Un pont entre les étoiles - Actualité manga
Dossier manga - Un pont entre les étoiles

Quand l'ombre de la guerre plane et que les tensions entre Japonais et Chinois se montrent


Le cas familial


Mais en toile de fond, on le comprend surtout dès la dernière partie du volume 1, l'amitié entre Haru et Xing risque forcément et malheureusement de rapidement être mise à mal à cause du climat de l'époque. Kyukkyupon, au départ, se contente vraiment très brièvement d'évoquer le contexte de l'époque entre la Chine et le Japon qui sont proches de la guerre, mais déjà on ressent la tension qui s'installe, à travers le racisme ambiant, les brimades de certains garnements japonais envers le garçon chinois, ou les regards mauvais d'autres enfants chinois envers Haru. Et les choses commencent à prendre une tournure plus dure à partir du volume 2.

Un jour où elle traîne trop à rentrer, Haru est surprise par son père, qui ne lui pardonne pas son comportement loin d'être celui d'une « famille japonaise huppée », et il se montre même particulièrement odieux envers Xing qu'il chasse en le traitant de « sale mendiant de chinois » ! Alors, Haru se désespère, car il devient pour elle beaucoup plus difficile de revoir son cher ami.





C'est toutefois dans le troisième volume d'Un pont entre les étoiles que les questions familiales prennent vraiment des tournure de premier plan. Alors qu'elle est désormais bien intégrée à la ville chinoise qu'elle a appris à aimer, Haru voit arriver devant elle d'autres étapes essentielles, qui ont toutes un point en commun: elles évoquent les rapports entre les enfants et leurs parents dans ce contexte de tension (et, on le sait, bientôt de guerre) entre Chine et Japon. Contrairement au tyrannique père de la fillette, la maman de Haru se montre bienveillante et attentive, soutient réellement sa fille au quotidien, et finit même par vite proposer une étonnante chose au Docteur: qu'il lui donne des cours de dessin. Quant au père de la fillette, que l'on a vu si tyrannique jusqu'à présent, quelle sera sa réaction en découvrant tout ça ? En constatant que Haru fréquente encore le petit Xing ? En voyant que sa fille suit des cours avec des "mendiants" chinois ? En voyant la nature de ces cours ? Quelque chose boue toujours en lui, il affirme refuser d'admettre ça... Et pourtant, il ne peut constater qu'une seule chose avant tout: le sourire que son enfant affiche à Xing ou au Docteur, un sourire qu'elle ne lui a jamais adressé. On sent alors le papa de la petite fille s'adoucir très légèrement, lui aussi, conserver son ton agressif mais montrer aussi un petit peu plus de compréhension.

------------------------------------------------

Reprenez le passage du dossier qui commence à "Un jour où elle" et se termine à "son cher ami.", en changeant "son cher ami" en "son meilleur ami".

## Données sources
------------------------------------------------

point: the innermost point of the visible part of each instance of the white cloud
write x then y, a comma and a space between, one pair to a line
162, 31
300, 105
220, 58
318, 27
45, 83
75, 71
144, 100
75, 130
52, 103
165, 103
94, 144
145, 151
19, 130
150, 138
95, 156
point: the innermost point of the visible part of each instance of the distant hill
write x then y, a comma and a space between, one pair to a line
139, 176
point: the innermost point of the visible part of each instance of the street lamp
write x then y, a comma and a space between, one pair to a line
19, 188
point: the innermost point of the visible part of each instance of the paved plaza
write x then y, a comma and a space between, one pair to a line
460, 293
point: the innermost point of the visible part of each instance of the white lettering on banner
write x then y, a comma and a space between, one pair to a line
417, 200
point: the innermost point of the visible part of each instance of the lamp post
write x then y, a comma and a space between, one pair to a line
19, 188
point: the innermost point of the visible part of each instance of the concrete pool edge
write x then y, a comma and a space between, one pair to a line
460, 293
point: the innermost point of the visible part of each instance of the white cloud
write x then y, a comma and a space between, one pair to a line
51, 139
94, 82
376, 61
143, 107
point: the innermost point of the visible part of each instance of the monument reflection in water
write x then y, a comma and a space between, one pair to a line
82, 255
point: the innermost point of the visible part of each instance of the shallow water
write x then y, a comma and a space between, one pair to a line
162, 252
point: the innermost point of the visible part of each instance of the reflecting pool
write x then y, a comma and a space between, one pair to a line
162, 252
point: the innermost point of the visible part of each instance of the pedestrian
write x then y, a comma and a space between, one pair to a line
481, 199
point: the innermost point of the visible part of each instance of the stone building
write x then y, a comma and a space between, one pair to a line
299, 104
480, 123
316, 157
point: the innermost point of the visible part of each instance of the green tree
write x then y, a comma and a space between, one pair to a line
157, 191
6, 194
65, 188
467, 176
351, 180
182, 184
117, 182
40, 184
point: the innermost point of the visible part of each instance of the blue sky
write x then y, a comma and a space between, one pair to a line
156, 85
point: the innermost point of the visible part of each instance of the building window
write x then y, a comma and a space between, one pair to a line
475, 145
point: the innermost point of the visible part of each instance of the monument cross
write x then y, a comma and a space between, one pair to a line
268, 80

------------------------------------------------

## Réponse proposée
Un jour où elle traîne trop à rentrer, Haru est surprise par son père, qui ne lui pardonne pas son comportement loin d'être celui d'une « famille japonaise huppée », et il se montre même particulièrement odieux envers Xing qu'il chasse en le traitant de « sale mendiant de chinois » ! Alors, Haru se désespère, car il devient pour elle beaucoup plus difficile de revoir son meilleur ami.